[Prompt a] Print the portion of the article on scaling a self-employed business that runs from "Although understanding what" to "the demands met.", reproducing it word for word.

[Page excerpt]

Any enterprise, even a self-employed business like yours, can scale its operations. A business properly scaled to its existing market can maintain its growth–its processes and services are poised to handle increasing demands both from customers and its own team members.

Whether you’re a freelancer, an independent contractor, or the owner of a small business, here are a few tips for identifying how to scale your self-employed business and when to do so.

Understanding “Scaling” Your Self-Employed Business

As a self-employed business owner, you will determine the direction of your business. You might hear colleagues, other entrepreneurs, and experts use the words “scaling” and “growing” almost interchangeably. However, understanding the difference between the two could help you better guide your business and your team toward realizing your vision.

Basically, growing a business refers to the general growth conditions of an enterprise: more products sold and more customers served. It includes opening up a new branch or hiring more team members. As your business becomes more popular, it inevitably attracts more customers. In response, you probably hire new help to keep things afloat as things get busier.

However, there are a lot of other factors at play as you grow. You’re probably seeing more people line up for your business, or you’ve hired new employees without proper onboarding procedures. These situations make for unstable conditions in your growing business–one that could ultimately cost you valuable customers and consequently, sales.

To prevent this from happening, you have to scale your business. As the market you serve grows, you adapt and adjust your strategies and processes to meet these new demands. This involves changing your production processes, investing in new equipment, and adjusting your systems in place to accommodate your growing team.

Although understanding what scaling is easy, the real challenge is in understanding when and how to keep your self-employed business scaled to keep the demands met.

When Should You Scale Your Business?

[Prompt b] Count how many lines of the records below contain the string "grass", and reply with the number alone.

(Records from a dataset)
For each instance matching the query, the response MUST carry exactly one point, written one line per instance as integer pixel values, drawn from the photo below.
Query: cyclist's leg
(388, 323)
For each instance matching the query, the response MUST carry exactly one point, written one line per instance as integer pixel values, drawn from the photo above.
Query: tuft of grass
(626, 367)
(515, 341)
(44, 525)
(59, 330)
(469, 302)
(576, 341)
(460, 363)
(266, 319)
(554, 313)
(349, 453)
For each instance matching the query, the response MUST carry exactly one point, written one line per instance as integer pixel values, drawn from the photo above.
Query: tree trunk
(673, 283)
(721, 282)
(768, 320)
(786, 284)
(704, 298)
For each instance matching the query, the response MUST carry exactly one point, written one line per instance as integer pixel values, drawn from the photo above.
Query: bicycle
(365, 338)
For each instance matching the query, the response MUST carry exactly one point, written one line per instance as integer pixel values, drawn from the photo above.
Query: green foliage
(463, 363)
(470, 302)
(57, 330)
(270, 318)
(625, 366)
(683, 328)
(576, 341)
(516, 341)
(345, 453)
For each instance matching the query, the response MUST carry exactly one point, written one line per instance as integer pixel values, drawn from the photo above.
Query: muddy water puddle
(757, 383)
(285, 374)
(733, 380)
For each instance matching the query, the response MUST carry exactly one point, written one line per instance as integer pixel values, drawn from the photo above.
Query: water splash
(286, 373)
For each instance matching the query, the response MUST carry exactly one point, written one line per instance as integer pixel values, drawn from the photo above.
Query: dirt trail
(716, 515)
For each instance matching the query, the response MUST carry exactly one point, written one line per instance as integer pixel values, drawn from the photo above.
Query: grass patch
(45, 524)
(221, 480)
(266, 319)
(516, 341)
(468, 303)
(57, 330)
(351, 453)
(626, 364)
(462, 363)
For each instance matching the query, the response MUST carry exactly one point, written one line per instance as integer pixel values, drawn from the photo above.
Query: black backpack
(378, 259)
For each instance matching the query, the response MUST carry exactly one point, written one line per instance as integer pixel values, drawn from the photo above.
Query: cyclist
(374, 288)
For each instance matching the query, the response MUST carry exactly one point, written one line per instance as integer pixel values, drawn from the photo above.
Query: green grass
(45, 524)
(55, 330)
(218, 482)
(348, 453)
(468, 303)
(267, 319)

[Reply a]
Although understanding what scaling is easy, the real challenge is in understanding when and how to keep your self-employed business scaled to keep the demands met.

[Reply b] 3